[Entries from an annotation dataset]
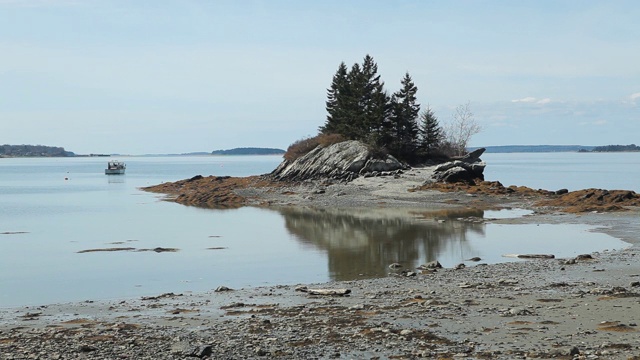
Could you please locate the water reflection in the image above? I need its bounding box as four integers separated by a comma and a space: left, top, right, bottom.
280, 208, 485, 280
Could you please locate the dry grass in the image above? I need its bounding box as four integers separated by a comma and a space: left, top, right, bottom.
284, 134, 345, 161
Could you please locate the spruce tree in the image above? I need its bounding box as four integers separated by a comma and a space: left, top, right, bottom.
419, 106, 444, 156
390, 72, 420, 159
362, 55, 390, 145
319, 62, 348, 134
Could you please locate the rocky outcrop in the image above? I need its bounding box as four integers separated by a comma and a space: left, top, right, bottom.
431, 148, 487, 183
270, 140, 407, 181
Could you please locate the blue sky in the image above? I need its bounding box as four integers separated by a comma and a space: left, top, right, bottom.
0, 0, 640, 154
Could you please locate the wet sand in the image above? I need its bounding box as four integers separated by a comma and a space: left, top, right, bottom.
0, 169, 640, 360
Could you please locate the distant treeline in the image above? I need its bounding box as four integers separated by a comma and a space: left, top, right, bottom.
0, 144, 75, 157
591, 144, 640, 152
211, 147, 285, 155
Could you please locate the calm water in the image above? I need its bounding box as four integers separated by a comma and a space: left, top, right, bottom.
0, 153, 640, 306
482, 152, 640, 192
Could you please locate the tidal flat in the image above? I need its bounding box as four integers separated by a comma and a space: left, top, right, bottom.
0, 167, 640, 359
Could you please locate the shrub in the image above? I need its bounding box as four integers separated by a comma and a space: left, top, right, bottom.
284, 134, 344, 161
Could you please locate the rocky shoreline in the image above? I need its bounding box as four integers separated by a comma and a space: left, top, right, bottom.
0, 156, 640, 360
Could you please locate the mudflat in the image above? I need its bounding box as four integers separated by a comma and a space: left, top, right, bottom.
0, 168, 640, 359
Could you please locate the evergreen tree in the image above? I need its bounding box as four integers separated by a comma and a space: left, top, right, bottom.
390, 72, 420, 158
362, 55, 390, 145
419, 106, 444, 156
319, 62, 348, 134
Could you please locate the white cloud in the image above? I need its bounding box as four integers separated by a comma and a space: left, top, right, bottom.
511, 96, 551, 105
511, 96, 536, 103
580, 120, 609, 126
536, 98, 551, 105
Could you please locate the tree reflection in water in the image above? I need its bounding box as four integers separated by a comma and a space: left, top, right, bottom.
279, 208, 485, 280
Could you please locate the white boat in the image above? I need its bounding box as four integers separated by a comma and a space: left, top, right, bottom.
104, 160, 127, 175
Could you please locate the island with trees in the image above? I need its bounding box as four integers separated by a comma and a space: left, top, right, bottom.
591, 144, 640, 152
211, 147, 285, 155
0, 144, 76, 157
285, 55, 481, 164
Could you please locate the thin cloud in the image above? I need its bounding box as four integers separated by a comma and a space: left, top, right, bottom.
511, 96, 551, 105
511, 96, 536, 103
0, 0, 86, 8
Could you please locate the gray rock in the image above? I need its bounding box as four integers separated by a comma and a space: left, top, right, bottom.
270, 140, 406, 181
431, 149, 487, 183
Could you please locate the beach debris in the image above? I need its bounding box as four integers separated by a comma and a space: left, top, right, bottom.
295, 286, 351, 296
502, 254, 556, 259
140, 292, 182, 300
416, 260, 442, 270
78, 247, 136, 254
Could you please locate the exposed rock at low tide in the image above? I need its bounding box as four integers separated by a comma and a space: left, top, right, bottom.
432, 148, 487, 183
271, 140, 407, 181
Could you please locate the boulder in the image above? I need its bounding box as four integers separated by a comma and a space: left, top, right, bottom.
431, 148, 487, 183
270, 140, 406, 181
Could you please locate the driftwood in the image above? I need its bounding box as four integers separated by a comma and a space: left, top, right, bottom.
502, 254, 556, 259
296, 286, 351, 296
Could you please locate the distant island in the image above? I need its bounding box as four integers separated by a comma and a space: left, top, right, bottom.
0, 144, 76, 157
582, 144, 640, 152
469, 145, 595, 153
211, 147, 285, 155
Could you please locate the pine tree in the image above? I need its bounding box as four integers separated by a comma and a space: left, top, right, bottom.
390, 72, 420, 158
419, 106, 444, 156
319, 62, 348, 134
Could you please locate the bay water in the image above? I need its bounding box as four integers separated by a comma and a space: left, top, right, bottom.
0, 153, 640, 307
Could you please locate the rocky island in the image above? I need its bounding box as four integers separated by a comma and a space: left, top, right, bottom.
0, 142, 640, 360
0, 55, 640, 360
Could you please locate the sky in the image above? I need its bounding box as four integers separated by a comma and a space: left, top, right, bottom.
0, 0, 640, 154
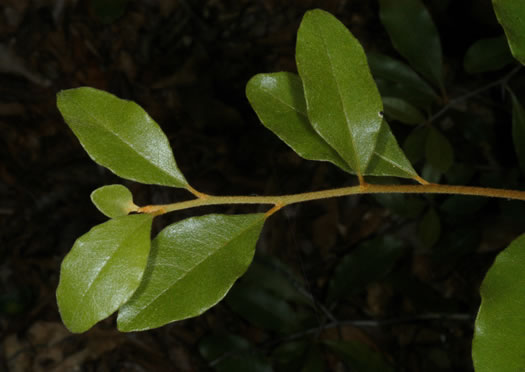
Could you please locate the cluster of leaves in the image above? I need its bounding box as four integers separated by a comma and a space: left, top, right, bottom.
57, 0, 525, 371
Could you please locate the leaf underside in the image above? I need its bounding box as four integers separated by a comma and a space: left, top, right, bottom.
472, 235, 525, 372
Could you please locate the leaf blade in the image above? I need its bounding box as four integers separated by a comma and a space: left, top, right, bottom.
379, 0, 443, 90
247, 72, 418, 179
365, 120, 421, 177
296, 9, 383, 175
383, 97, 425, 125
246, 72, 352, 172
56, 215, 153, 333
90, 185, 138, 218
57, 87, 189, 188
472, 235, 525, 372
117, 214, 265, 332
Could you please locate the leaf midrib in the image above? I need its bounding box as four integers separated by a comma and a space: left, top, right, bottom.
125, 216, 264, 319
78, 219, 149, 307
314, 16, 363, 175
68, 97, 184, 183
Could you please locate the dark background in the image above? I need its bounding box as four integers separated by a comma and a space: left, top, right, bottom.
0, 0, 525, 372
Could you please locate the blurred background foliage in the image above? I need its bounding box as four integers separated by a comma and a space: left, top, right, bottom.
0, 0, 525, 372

### THE PROBLEM
Reproduce the rows beginning with the line containing "Could you please locate the wet" and running through the line containing "285, 55, 481, 164", substituting "four whole numbers" for "four integers" and leaving everything else unchanged.

### FINAL RESULT
Could you please locate the wet sand in the image above? I need its bounding box as four whole numbers separated by a comma and a space: left, top, right, bottom.
0, 169, 640, 360
Could you please locate the distant treeline in the image above? I need its bounding box as four whole numbers separated by a comma and a space: left, top, right, bottom.
0, 144, 75, 157
591, 144, 640, 152
211, 147, 285, 155
Could you please locate the calm water in the image above? I need its bounding box as four whole numbers separated by a comma and a space: left, top, right, bottom.
0, 153, 640, 306
482, 152, 640, 192
Could you please locate the tidal flat in the image above? I need its bounding box as four whole numbers separated by a comma and a space: left, top, right, bottom.
0, 167, 640, 359
Could you please locate the shrub in the image above? I need its bounding box as four whole numbers separated by a comma and a space: left, top, right, bottom.
284, 134, 344, 161
Could you please locate the rocky shoreline in the image above? I need its bounding box as four whole numbers separated by a comma and a space: left, top, right, bottom.
0, 156, 640, 360
Could you please locate the mudflat in the image above? I need its bounding box as four whole numbers separated by a comma and a space: left, top, right, bottom.
0, 168, 640, 359
Could you please locate the evergreen tree in the image above? I need its bounding box as four whole numbers separated by a comma and a space: left, top, right, bottom.
390, 72, 420, 158
362, 55, 390, 145
419, 106, 444, 156
319, 62, 348, 134
Could you please locate the white cloud in the image above? I need its bounding box as four whole numbers separated by a comma and a space: left, top, right, bottom.
511, 96, 551, 105
511, 96, 536, 103
580, 120, 609, 126
536, 98, 551, 105
Could you please locate the tree reflection in water in the image above? I need its bounding box as four whole numbers separated by a comma and a space: left, top, right, bottom.
279, 208, 485, 280
Could you please locate the white boat in the image above? I need its bounding box as four whole numbers separated by a comma and a space: left, top, right, bottom.
104, 160, 127, 175
Could you please locate the island with trees in the image above? I need its bounding box as four whole numbers separated by a comma and a space: left, top, right, bottom.
591, 144, 640, 152
211, 147, 285, 155
0, 144, 76, 157
285, 55, 481, 164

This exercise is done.